start

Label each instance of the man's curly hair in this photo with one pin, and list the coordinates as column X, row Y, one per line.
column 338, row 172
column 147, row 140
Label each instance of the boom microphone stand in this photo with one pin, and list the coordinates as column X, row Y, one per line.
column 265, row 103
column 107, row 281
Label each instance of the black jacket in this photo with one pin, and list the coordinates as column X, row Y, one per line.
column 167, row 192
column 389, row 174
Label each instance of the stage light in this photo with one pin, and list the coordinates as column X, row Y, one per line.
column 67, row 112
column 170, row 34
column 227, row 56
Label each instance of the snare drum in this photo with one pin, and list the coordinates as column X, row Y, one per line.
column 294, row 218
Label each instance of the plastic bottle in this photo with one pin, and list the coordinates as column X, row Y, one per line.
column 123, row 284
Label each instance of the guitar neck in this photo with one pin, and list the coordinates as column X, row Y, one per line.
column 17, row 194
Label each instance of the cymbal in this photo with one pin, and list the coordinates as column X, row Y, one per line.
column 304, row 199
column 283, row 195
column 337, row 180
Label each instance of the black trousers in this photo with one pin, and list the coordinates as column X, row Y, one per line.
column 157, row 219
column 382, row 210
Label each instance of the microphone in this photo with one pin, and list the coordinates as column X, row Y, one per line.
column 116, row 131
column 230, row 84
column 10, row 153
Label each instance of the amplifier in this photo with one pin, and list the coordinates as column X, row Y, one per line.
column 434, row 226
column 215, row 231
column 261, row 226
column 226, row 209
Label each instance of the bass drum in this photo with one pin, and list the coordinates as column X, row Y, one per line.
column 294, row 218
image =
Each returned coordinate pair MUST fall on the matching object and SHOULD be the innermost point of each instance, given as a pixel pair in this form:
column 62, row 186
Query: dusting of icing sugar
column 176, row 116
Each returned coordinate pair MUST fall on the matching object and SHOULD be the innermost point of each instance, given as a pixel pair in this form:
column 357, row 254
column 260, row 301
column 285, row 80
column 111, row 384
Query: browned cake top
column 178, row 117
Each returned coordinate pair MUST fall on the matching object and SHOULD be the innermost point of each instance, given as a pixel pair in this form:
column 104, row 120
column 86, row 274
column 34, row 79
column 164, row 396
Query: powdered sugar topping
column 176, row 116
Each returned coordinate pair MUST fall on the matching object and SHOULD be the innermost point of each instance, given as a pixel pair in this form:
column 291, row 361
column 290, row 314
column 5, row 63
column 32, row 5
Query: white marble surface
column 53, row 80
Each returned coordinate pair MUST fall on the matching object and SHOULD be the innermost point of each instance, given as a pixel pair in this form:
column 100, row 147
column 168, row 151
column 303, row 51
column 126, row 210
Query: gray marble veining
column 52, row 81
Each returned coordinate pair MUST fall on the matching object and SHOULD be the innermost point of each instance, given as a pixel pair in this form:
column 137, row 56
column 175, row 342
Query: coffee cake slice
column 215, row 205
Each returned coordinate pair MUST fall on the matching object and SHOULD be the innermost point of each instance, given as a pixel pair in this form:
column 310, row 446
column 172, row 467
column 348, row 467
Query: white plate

end

__TASK DETAILS__
Can you repeat all the records above with every "instance" changed to "occurrence" and nothing else altered?

__WRITTEN SOLUTION__
Label each occurrence of the man's curly hair in this photo with one pin, and list the coordinates as column X, row Y, one per line.
column 338, row 172
column 147, row 140
Label each occurrence of the boom microphone stand in this photo with one pin, and list the coordinates as column X, row Y, one per line.
column 265, row 103
column 107, row 281
Label each occurrence of the black jacket in this photo with one pin, and list the coordinates as column X, row Y, one per line.
column 167, row 192
column 389, row 174
Label each occurrence of the stage light in this photo with one pin, and list the coordinates as column X, row Y, one per line.
column 67, row 112
column 170, row 34
column 227, row 56
Label each occurrence of the snare drum in this photo with one pin, and list the coordinates as column X, row Y, one per line.
column 294, row 218
Label each occurrence of the plastic bottle in this photo with one pin, and list the coordinates as column X, row Y, one per line.
column 123, row 284
Label each occurrence of the guitar neck in this photo with one pin, and list the coordinates as column X, row Y, one per line.
column 17, row 194
Label each occurrence of the cymbal in this photo with one pin, and list the coordinates as column X, row Y, one per line.
column 304, row 199
column 283, row 195
column 337, row 180
Label each occurrence of the black trousers in this photo with one pin, and list the coordinates as column X, row Y, one per line.
column 157, row 219
column 382, row 210
Label each occurrence of the microphone in this photo with one pin, and list the coordinates as column X, row Y, one per line.
column 116, row 131
column 230, row 84
column 10, row 153
Label each occurrence of the amplifier in this photo with one pin, and list the coordinates as column X, row Y, one per line.
column 434, row 226
column 215, row 231
column 261, row 226
column 226, row 209
Label each occurrence of the bass drum in this photo with one pin, and list the coordinates as column X, row Y, one per line.
column 294, row 218
image =
Each returned coordinate pair MUST fall on the matching object and SHOULD be the innermost point of each occurrence, given as a pixel pair in this form:
column 62, row 186
Query: dusting of icing sugar
column 176, row 116
Each returned coordinate pair MUST fall on the matching object and SHOULD be the innermost point of each occurrence, given as a pixel pair in this form:
column 357, row 254
column 260, row 301
column 285, row 80
column 111, row 384
Query: browned cake top
column 178, row 117
Each returned coordinate pair MUST fall on the matching object and SHOULD be the innermost point of each occurrence, given as a pixel pair in this form:
column 104, row 120
column 86, row 274
column 34, row 79
column 164, row 396
Query: powdered sugar topping
column 176, row 116
Each returned coordinate pair MUST fall on the matching object and SHOULD be the innermost point of each occurrence, given as a pixel pair in this form:
column 291, row 361
column 290, row 314
column 5, row 63
column 32, row 5
Query: white marble surface
column 53, row 80
Each returned coordinate pair MUST fall on the matching object and SHOULD be the innermost point of each occurrence, given as a pixel pair in this form:
column 100, row 147
column 168, row 151
column 303, row 51
column 126, row 210
Query: gray marble veining
column 52, row 81
Each returned coordinate pair MUST fall on the matching object and SHOULD be the innermost point of each occurrence, given as a pixel pair in this form:
column 137, row 56
column 175, row 342
Query: coffee cake slice
column 215, row 205
Each returned coordinate pair MUST fall on the matching object and SHOULD be the innermost point of each occurrence, given as a pixel pair in this form:
column 310, row 446
column 172, row 467
column 348, row 467
Query: white plate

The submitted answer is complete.